- Consigne A
Reproduisez fidèlement le passage de l'ordonnance qui va de "Language of document" jusqu'à "en Justitie (CJIB)".
- Consigne B
Répondez brièvement à ces questions sur l'ordonnance :
(i) Quelle chambre de la Cour a rendu cette ordonnance ?
(ii) Quel est le numéro de l'affaire ?
(iii) À quelle date la demande de décision préjudicielle est-elle parvenue à la Cour ?
### Texte source ###
Language of document : ECLI:EU:C:2021:465

ORDONNANCE DE LA COUR (sixième chambre)

8 juin 2021 (*)

« Renvoi préjudiciel – Article 53, paragraphe 2, du règlement de procédure de la Cour – Coopération judiciaire en matière pénale – Décision-cadre 2005/214/JAI – Refus de reconnaître une décision infligeant une sanction pécuniaire – Absence de litige pendant devant la juridiction ayant opposé ce refus – Irrecevabilité manifeste »

Dans l’affaire C‑699/20,

ayant pour objet une demande de décision préjudicielle au titre de l’article 267 TFUE, introduite par le Sąd Rejonowy w Nysie, II Wydział Karny (tribunal d’arrondissement de Nysa, division pénale II, Pologne), par décision du 19 novembre 2020, parvenue à la Cour le 21 décembre 2020, dans la procédure

Centraal Justitieel Incassobureau, Ministerie van Veiligheid en Justitie (CJIB)
### Extraits des données ###
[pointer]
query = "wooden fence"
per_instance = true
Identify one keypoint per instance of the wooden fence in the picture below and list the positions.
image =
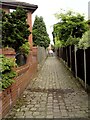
(78, 61)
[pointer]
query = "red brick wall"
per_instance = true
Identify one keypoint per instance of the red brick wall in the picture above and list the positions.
(29, 21)
(9, 96)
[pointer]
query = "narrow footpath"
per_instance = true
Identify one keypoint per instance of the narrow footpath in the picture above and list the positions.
(54, 93)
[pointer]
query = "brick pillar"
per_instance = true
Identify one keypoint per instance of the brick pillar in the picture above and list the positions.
(29, 21)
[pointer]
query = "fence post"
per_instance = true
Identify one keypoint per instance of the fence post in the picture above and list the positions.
(85, 69)
(75, 49)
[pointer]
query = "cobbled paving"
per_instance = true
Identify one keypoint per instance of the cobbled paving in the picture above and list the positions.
(54, 93)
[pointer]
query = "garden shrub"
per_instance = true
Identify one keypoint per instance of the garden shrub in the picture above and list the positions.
(6, 72)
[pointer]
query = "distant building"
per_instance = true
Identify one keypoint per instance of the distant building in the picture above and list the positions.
(7, 5)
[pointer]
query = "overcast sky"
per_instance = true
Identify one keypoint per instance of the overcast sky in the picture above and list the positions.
(47, 9)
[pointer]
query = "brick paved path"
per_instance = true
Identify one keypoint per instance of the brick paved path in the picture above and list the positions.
(54, 93)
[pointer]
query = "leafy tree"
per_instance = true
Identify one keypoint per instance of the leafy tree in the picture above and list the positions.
(84, 42)
(71, 25)
(40, 35)
(15, 30)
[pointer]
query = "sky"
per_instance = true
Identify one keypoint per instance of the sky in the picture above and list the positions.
(47, 9)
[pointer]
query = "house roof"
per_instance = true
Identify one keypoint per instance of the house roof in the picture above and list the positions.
(12, 4)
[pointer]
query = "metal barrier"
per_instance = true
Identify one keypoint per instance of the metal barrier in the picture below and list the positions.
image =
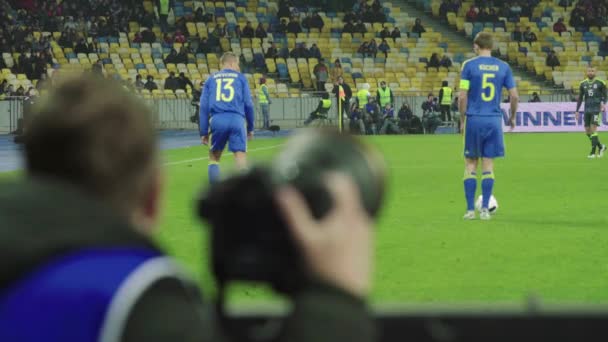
(11, 111)
(284, 112)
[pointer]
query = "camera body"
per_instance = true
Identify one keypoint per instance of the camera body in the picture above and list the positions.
(249, 237)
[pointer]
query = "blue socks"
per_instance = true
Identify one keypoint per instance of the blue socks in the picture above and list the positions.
(487, 183)
(214, 172)
(470, 186)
###
- Réponse A
Language of document : ECLI:EU:C:2021:465

ORDONNANCE DE LA COUR (sixième chambre)

8 juin 2021 (*)

« Renvoi préjudiciel – Article 53, paragraphe 2, du règlement de procédure de la Cour – Coopération judiciaire en matière pénale – Décision-cadre 2005/214/JAI – Refus de reconnaître une décision infligeant une sanction pécuniaire – Absence de litige pendant devant la juridiction ayant opposé ce refus – Irrecevabilité manifeste »

Dans l’affaire C‑699/20,

ayant pour objet une demande de décision préjudicielle au titre de l’article 267 TFUE, introduite par le Sąd Rejonowy w Nysie, II Wydział Karny (tribunal d’arrondissement de Nysa, division pénale II, Pologne), par décision du 19 novembre 2020, parvenue à la Cour le 21 décembre 2020, dans la procédure

Centraal Justitieel Incassobureau, Ministerie van Veiligheid en Justitie (CJIB)

- Réponse B
(i) La sixième chambre.
(ii) C‑699/20.
(iii) Le 21 décembre 2020.